The only Office decision before the Board on this appeal is the Office’s July 1, 1997 decision finding that appellant’s application for review was not sufficient to warrant review of its prior decision. Since more than one year elapsed between the date of the Office’s most recent merit decision on February 8, 1996 and the filing of appellant’s appeal on September 21, 1997, the Board lacks jurisdiction to review the merits of appellant’s claim.[1]
Section 8128(a) of the Federal Employees’ Compensation Act vests the Office with discretionary authority to determine whether it will review an award for or against compensation:
“The Secretary of Labor may review an award for or against payment of compensation at any time on his own motion or on application. The Secretary, in accordance with the facts found on review may --
(1) end, decrease, or increase the compensation awarded; or
(2) award compensation previously refused or discontinued.”
Under 20 C.F.R. § 10.138(b)(1), a claimant may obtain review of the merits of his or her claim by showing that the Office erroneously applied or interpreted a point of law, by advancing a point of law or fact not previously considered by the Office, or by submitting relevant and pertinent evidence not previously considered by the Office. Section 10.138(b)(2) provides that when an application for review of the merits of a claim does not meet at least one of these three requirements the Office will deny the application for review without reviewing the merits of the claim. Evidence that repeats or duplicates evidence already in the case record has no evidentiary value and does not constitute a basis for reopening a case.[2] Evidence that does not address the particular issue involved does not constitute a basis for reopening a case.[3]
The Board finds that the Office improperly refused to reopen appellant’s case for further review of the merits of his claim pursuant to 5 U.S.C. § 8128(a).
.....
**PROBLEM TO SOLVE:** Pick up the compensation appeal decision after its last sentence and keep writing it.

**EXTRACTED ENTRIES:**
.....
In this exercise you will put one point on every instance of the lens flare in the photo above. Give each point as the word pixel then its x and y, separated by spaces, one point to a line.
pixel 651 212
.....
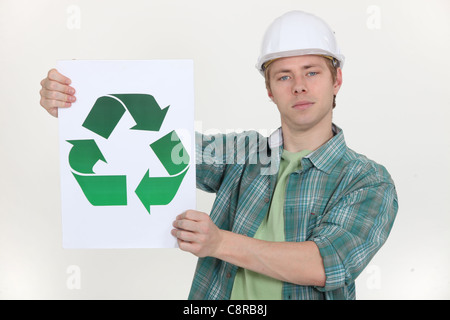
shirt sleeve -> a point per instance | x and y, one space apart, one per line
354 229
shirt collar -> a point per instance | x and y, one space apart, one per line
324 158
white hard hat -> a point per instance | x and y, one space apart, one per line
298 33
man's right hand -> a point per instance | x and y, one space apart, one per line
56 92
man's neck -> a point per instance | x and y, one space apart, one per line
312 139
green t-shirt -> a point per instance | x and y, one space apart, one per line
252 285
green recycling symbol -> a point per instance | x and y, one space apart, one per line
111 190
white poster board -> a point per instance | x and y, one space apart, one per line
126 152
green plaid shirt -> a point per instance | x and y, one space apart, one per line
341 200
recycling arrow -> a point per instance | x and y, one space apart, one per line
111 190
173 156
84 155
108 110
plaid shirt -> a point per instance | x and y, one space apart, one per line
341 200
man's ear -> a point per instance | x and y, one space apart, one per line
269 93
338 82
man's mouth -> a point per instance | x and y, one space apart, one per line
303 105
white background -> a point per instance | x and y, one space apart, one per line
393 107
.....
**ANSWER TO THE EXERCISE:**
On its most recent decision on the merits of appellant’s claim, issued on February 8, 1996, the Office refused to modify its prior decision on the basis that the November 13, 1995 report from Dr. Macht, which was submitted in support of a November 15, 1995 request for reconsideration, showed that appellant had not reached maximum medical improvement. Whether appellant had reached maximum medical improvement was the question addressed in Dr. Macht’s December 16, 1996 report, with the doctor concluding that appellant had done so if he elected not to undergo surgery.[4] As it addressed the basis of the Office’s most recent denial of appellant’s claim for an increased schedule award, Dr. Macht’s December 16, 1996 report constitutes relevant new evidence requiring the Office to reopen the case for further review of the merits of appellant’s claim.
The decision of the Office of Workers’ Compensation Programs dated July 1, 1997 is set aside and this case is remanded to the Office for an appropriate decision.
Dated, Washington, D.C.
June 14, 2000
Michael J. Walsh
Chairman
Willie T.C. Thomas
Alternate Member
Bradley T. Knott
Alternate Member
[1] 20 C.F.R. § 501.3(d)(2) requires that an application for review by the Board be filed within one year of the date of the Office’s final decision being appealed.
[4] Under these circumstances, the Office should give appellant the opportunity to indicate whether he wishes to undergo the recommended surgery. If he does, an evaluation for a schedule award should be done after the surgery. If he elects not to undergo surgery, the Office can issue a schedule award based on the condition for which surgery was recommended. Gilbert Aaron Goldin, 26 ECAB 171 (1974).